=== TEXT TO READ ===
◇ ◇ ◇

What’s the best way for me to advertise today?

The short answer: Develop a broader marketing mix. TV advertising continues to work exceptionally well for firms that can afford it, however what attorneys often overlook is power of digital advertising. Any full-service advertising company will tell you that having a digital strategy is critical to both supporting a TV campaign and building returns all on its own. In fact, social agency New Media Strategies found recently that trial law firms who have grasped the trend are now spending millions of dollars to create and maintain of websites, Facebook pages, Twitter handles, blogs and YouTube channels, and upwards of $50 million on Google-keyword advertising alone.

Wondering if you’re heading down the right path with your TV advertising and digital marketing? Give us a call for a complimentary consultation 1-888-461-1016.

The Best TV Ad Strategy for Your Money

A surgical approach to placing TV ad dollars. Why a creative, flexible strategy pays off in television legal advertising.

Evaluate your legal TV advertising spend and pretend you’re a doctor instead of an attorney. Why? Because a precise, surgical approach to placing your law firm television advertising in the right market at the right time will more than pay off in ROI.

It used to be that daytime ruled the airwaves. That time frame best maximized ad spends, because people were tuned in—something that agencies marketing for attorneys could track and demonstrate to clients in ROI-based results. However, times have changed, and daytime TV has become an overcrowded space for law firms. Especially in highly competitive markets, too many attorneys are targeting the same audience over and over, leaving little room for law firms to truly distinguish themselves from the competition – and find new audiences or clients!

The smartest, most calculated approach in the saturated law firm TV advertising market is simply to get more creative with ad placement time slots. For example, Network Affiliates’ skilled media strategists regularly help lawyers test targeted ad campaigns during off-peak hours, such as early in the morning, during the late news and on surprisingly popular Sunday nights. Some of these ad buys even come with free overnights. Are you getting yours? This methodology does require some trial and error, but then again, you’re lawyers—and you’re used to that, right? Often law firms find that their legal marketing message is better received and calls come in quicker as they move away from the daytime advertising swarms and focus on singular calls to action during specific times when a group of viewers is intently tuned into TV.

Here are the three general rules of thumb to follow to ensure you are getting the most out of your television advertising.

Step 1

The first step in choosing an ideal advertising time slot is surveying the competition. If equipped with the right (and expensive!) software, your advertising agency can pull this type of competitive analysis to help you make a smart and strategic plan of action for advertising placement. Not all agencies have access to the tracking tools and applications that show the length of ads, purchased time slots and every single one of your direct competitors’ commercials. However, that kind of big data can lead to big payoffs in terms of ROI. You might think of it like a game of chess: You’ve got to see the whole board to outwit your opponent and get one move ahead.

◇ ◇ ◇

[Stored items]
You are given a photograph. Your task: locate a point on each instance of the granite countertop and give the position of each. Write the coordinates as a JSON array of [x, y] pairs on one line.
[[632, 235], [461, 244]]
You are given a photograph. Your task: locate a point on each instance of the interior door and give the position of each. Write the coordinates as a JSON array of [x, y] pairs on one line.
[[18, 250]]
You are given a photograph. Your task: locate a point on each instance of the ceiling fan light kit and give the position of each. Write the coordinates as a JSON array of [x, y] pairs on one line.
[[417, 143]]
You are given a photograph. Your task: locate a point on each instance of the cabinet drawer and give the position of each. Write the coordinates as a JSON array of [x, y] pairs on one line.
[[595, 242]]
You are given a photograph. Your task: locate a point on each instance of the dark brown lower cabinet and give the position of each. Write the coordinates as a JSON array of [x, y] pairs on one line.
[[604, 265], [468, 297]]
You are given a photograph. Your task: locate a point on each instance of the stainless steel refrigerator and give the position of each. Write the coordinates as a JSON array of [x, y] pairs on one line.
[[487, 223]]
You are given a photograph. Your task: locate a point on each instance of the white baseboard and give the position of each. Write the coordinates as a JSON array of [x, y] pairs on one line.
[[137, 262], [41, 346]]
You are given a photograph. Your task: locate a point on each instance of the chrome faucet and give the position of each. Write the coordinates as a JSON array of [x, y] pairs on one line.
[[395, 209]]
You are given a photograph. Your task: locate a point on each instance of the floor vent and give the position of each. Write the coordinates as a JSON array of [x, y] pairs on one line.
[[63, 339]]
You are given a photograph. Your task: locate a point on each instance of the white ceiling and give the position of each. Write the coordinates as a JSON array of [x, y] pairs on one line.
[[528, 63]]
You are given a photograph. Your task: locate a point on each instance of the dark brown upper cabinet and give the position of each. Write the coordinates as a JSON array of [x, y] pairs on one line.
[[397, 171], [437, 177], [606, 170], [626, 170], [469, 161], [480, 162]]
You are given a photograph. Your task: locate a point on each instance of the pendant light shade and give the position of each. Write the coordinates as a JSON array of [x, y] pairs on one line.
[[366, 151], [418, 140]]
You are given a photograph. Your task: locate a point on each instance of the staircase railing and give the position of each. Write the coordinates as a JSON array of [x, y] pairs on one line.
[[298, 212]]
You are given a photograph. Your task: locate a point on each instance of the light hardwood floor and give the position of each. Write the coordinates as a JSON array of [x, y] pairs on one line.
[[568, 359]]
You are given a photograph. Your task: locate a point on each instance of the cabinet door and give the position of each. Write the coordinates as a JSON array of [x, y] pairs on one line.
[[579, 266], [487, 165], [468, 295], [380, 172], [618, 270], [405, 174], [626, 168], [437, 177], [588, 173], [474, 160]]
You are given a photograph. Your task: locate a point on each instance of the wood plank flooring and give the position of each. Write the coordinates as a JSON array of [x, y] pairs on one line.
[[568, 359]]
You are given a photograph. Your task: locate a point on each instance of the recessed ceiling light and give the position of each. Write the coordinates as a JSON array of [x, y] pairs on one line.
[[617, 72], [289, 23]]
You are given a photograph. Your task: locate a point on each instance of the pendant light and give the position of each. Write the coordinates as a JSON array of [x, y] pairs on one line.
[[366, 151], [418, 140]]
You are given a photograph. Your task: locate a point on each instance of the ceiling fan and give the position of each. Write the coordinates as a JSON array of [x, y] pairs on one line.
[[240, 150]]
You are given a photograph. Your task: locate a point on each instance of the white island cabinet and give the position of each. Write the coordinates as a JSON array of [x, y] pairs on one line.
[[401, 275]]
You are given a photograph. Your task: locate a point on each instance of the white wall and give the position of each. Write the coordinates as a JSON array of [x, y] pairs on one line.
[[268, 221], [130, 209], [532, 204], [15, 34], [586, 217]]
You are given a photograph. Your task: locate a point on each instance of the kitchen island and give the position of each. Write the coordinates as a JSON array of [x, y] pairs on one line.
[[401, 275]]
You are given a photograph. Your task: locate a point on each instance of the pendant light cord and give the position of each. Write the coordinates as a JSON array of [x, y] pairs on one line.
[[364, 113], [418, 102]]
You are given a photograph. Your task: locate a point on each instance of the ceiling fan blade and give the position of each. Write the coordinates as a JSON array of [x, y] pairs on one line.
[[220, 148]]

◇ ◇ ◇

=== TASK PROMPT ===
Please repeat a passage of the law firm advertising article word for word, starting at the words "The short answer: Develop" and ending after "Google-keyword advertising alone.". The listing has no connection to the law firm advertising article.

=== THE OUTPUT ===
The short answer: Develop a broader marketing mix. TV advertising continues to work exceptionally well for firms that can afford it, however what attorneys often overlook is power of digital advertising. Any full-service advertising company will tell you that having a digital strategy is critical to both supporting a TV campaign and building returns all on its own. In fact, social agency New Media Strategies found recently that trial law firms who have grasped the trend are now spending millions of dollars to create and maintain of websites, Facebook pages, Twitter handles, blogs and YouTube channels, and upwards of $50 million on Google-keyword advertising alone.